Но любые серьёзные перемены должны ещё учитывать тот неизбежный факт, что новое накладывается на старое. Когда принимается новая Конституция (а мы пережили такое не один раз), она обязательно содержит раздел «Переходные положения». Наши реформаторы этим не заморачиваются.
Вот самый разительный пример. Вводится – ещё с 90-х годов – вместо одноступенчатой подготовки специалистов, двухступенчатая система: бакалавриат и магистратура. Между тем, все граждане страны, имеющие высшее образование, исключая сравнительно немногочисленных кандидатов и докторов наук, являлись на тот момент именно специалистами, их выпуск продолжался и продолжается даже сейчас. Каково их правовое положение? Каким оно будет через 20 лет, когда выпускаться будут только бакалавры и магистры, но на рынке труда останутся миллионы специалистов? Нет ответа, нет его и в новом Законе об образовании (Закон принят Думой, но всем понятно, кто его сочинял).
А техникумы и колледжи? Играющие огромную роль в нашей системе образования, но не очень развитые в других странах?

=== Блок данных ===
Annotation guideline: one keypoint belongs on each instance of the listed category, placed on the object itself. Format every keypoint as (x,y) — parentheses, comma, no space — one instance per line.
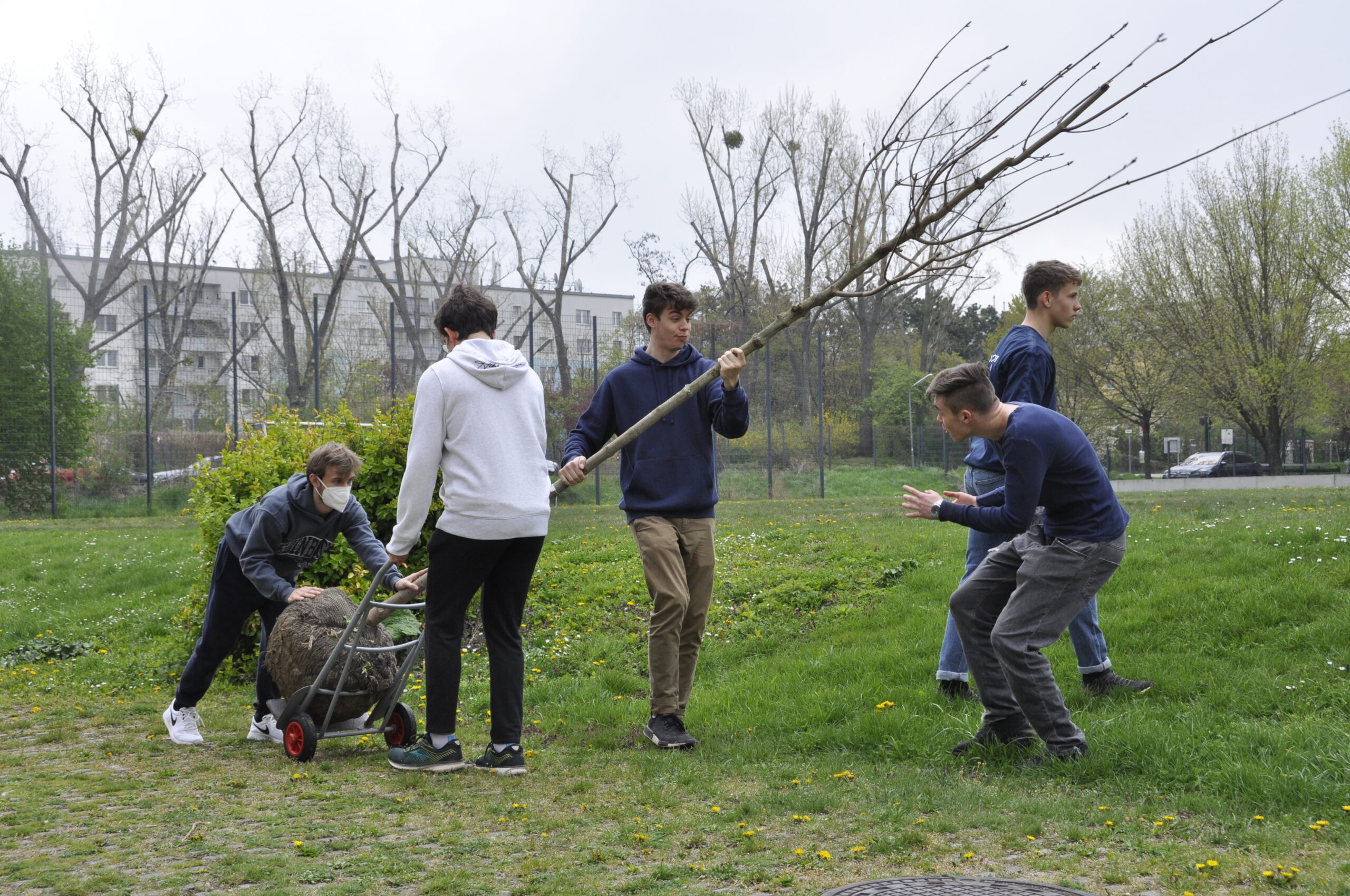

=== Условие задания ===
Изложите короче абзац из отрывка о реформах образования, который начинается словами «Вот самый разительный пример». Основные факты нужно сохранить.

=== Выполненное задание ===
С 90-х годов вместо одноступенчатой подготовки специалистов вводится двухступенчатая система: бакалавриат и магистратура. При этом почти все граждане с высшим образованием, кроме сравнительно немногих кандидатов и докторов наук, были тогда специалистами, и их выпуск продолжается до сих пор. Неясно, каково их правовое положение сейчас и каким оно будет через 20 лет, когда выпускать будут только бакалавров и магистров, а на рынке труда останутся миллионы специалистов. Ответа на этот вопрос нет и в новом Законе об образовании, принятом Думой.